THE Hauhaus of the Upper Wanganui being determined to attack the town of Wanganui, sent messages to the Ngatihau tribe, at Hiruharama, a pa on the river, somewhat nearer the township, asking their assistance. These natives, instead of answering the request, despatched a swift canoe begging Wanganui and Ngatiapa to come to their assistance, well armed, to resist the attack, and holding a council of war, decided to abandon their pas of Hiruharama, Kanaeroa, and Tawhitinui, and fall back on Ranana, so as to fight the enemy on an old and classic ground, the island of Moutoa. These movements were made immediately after the meeting. Meanwhile the Hauhaus, ignorant of their intentions, advanced cautiously, and finding the three pas abandoned, took possession of Tawhitinui, about two miles distant from Ranana, on the opposite side of the river, from whence they could open up negotiations with the tribes of the lower district.

******************************

**What you have to do:**
Answer these questions from the passage on the Hauhau threat to Wanganui, one per line.
1. Which three pas did the Ngatihau decide to abandon?
2. On what ground did the Ngatihau intend to fight the enemy?
3. How far was Tawhitinui from Ranana?

******************************

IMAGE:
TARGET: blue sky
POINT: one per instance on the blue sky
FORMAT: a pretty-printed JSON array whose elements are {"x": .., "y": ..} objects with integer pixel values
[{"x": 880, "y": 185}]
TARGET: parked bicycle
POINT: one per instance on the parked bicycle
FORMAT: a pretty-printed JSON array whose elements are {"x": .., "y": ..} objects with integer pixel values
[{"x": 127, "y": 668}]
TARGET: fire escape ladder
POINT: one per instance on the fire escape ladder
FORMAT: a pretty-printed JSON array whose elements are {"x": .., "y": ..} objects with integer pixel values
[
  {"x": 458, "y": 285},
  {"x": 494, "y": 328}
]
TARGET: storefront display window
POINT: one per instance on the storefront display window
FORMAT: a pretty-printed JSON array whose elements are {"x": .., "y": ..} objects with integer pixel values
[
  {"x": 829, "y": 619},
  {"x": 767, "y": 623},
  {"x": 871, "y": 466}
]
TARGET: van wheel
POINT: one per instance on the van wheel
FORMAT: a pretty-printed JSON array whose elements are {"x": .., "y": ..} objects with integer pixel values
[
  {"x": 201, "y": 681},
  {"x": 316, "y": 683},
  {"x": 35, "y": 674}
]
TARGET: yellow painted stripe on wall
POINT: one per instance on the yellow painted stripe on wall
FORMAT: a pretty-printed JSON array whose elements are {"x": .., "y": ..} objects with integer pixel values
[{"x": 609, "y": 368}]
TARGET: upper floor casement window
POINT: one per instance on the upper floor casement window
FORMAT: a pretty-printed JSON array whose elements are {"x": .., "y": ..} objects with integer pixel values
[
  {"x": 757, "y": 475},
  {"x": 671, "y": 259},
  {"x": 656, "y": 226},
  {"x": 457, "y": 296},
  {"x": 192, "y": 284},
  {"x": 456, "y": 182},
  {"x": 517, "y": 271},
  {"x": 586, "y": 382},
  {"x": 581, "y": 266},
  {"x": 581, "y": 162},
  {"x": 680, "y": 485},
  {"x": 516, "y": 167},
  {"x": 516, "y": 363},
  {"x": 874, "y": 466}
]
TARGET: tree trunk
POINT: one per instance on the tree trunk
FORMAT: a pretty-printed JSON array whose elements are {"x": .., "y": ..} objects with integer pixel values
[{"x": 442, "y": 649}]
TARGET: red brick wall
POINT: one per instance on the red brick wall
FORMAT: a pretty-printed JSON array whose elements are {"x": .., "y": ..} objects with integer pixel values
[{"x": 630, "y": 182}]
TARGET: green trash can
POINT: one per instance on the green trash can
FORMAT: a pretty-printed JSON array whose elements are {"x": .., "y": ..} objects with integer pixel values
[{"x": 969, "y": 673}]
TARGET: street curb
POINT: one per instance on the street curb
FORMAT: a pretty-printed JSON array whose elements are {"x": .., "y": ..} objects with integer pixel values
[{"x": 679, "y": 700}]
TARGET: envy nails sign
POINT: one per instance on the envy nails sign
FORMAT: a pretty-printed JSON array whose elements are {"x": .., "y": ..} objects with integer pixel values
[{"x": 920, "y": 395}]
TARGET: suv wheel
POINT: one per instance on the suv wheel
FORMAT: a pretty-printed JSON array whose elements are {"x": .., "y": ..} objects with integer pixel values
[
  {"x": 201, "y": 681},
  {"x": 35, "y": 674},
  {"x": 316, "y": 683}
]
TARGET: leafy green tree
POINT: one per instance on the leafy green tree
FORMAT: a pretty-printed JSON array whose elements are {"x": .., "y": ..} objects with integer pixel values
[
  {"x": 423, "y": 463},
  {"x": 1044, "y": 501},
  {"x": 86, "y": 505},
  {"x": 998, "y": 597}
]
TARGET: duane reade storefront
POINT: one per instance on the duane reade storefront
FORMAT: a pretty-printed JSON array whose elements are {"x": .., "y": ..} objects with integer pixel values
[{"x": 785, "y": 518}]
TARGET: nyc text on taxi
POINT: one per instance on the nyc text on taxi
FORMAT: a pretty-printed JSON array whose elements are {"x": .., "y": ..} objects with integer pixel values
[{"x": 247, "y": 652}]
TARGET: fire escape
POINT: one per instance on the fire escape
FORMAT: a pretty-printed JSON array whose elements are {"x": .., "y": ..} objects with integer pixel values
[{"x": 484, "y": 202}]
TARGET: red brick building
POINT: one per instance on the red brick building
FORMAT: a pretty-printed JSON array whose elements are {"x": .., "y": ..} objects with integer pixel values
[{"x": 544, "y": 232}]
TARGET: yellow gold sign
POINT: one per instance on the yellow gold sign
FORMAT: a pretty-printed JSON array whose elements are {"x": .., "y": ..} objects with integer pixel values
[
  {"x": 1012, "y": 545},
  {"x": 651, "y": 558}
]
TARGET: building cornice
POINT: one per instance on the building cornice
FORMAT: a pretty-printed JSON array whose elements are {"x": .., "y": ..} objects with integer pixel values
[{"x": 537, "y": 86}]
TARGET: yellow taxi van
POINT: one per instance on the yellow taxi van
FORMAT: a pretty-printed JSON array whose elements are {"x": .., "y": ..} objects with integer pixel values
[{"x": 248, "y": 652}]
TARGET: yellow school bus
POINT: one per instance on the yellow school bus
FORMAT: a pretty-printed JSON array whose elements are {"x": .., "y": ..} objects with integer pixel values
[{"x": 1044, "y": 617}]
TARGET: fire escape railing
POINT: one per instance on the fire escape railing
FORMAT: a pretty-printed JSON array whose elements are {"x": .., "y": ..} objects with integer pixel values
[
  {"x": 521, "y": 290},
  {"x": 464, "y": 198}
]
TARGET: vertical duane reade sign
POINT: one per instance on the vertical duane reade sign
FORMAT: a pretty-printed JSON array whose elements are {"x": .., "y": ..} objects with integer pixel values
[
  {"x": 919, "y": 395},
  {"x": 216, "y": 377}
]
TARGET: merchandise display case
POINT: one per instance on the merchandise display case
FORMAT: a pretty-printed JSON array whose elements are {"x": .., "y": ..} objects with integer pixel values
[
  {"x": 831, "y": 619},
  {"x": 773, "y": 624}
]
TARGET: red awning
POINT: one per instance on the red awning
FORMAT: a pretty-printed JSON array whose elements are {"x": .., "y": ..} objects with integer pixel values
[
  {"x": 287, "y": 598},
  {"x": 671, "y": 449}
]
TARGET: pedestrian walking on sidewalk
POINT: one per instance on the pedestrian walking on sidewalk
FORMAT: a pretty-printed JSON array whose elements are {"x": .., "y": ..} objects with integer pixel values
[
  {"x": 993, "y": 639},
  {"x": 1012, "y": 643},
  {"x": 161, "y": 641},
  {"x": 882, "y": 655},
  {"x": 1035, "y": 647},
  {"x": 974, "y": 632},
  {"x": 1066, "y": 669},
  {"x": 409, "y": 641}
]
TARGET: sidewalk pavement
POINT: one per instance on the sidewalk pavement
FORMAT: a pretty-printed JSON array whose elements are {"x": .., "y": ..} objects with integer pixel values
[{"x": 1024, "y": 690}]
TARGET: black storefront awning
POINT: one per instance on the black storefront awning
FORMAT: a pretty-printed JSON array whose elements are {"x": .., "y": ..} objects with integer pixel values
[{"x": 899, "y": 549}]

******************************

**Solution for this exercise:**
1. Hiruharama, Kanaeroa, and Tawhitinui.
2. The island of Moutoa.
3. About two miles.